- [What this task involves]: Transcribe only the lines of the listing below from the one holding "# point at: crumpled" through the one holding "x=325, y=242", inclusive, without any change.
---------- Records to use ----------
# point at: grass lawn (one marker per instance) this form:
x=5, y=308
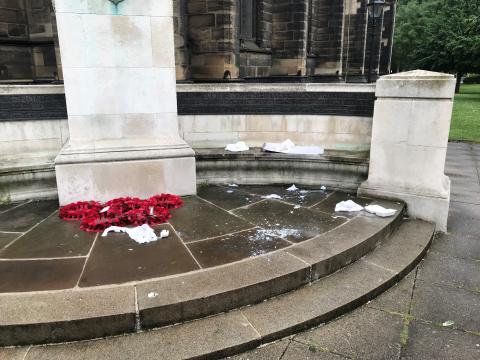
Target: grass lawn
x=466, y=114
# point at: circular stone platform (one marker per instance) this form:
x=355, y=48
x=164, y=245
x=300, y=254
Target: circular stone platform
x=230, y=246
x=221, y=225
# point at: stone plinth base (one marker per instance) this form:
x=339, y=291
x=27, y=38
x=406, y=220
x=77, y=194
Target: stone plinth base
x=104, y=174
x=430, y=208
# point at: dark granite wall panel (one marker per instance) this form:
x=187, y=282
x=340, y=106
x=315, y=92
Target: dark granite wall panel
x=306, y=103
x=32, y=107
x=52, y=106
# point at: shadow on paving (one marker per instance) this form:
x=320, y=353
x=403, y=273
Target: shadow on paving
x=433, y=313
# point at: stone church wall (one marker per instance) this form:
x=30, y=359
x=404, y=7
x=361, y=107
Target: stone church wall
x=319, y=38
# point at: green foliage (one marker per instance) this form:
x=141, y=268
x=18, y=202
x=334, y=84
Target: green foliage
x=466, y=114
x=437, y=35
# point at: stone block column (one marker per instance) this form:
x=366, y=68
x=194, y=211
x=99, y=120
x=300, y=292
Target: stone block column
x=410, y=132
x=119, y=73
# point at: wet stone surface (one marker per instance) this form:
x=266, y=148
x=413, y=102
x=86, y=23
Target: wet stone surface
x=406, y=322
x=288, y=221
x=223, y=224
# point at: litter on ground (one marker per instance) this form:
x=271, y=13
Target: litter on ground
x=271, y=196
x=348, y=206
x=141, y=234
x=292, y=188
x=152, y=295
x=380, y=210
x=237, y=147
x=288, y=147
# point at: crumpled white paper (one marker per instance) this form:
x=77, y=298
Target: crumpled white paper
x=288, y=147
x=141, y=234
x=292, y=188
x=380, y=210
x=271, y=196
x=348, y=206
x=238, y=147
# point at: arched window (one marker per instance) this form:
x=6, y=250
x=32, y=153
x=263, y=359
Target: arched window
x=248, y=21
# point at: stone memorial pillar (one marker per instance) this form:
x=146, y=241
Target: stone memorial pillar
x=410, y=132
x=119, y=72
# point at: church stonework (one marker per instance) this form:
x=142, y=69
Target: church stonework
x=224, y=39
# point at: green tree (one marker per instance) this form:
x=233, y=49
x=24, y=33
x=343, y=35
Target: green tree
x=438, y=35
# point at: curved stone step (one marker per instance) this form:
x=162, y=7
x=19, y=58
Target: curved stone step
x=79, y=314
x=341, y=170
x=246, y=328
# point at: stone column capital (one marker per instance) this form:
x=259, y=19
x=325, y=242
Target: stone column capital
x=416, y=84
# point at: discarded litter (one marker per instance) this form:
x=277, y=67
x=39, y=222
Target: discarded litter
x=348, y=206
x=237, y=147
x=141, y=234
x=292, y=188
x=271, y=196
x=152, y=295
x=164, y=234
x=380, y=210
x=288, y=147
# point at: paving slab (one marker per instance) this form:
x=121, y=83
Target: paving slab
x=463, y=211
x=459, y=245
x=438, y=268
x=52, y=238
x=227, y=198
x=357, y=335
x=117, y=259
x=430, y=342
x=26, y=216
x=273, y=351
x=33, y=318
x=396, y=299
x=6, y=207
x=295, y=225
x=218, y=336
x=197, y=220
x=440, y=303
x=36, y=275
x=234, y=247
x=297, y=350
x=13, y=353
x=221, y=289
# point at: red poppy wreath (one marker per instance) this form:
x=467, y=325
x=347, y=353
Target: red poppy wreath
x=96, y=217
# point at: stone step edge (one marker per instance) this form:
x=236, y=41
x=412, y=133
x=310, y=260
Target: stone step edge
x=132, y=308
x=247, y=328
----------
- [Response area]:
# point at: crumpled white paper (one marker per instance) this form:
x=77, y=298
Target: crumpled white paper
x=288, y=147
x=141, y=234
x=292, y=188
x=380, y=210
x=271, y=196
x=348, y=206
x=238, y=147
# point at: arched window (one marker per instance) this form:
x=6, y=250
x=32, y=153
x=263, y=359
Target: arched window
x=248, y=21
# point at: stone memorial pillar (one marker per instance) this form:
x=146, y=241
Target: stone memorial pillar
x=410, y=132
x=119, y=72
# point at: church stonework (one marker per instance) this form:
x=142, y=69
Target: church stonework
x=224, y=39
# point at: green tree (one marker per instance) this form:
x=233, y=49
x=24, y=33
x=343, y=35
Target: green tree
x=438, y=35
# point at: curved stone step (one marker per instance) this form:
x=162, y=7
x=19, y=58
Target: curved stone step
x=79, y=314
x=341, y=170
x=246, y=328
# point at: stone column capital (one marker per instance) this form:
x=259, y=19
x=325, y=242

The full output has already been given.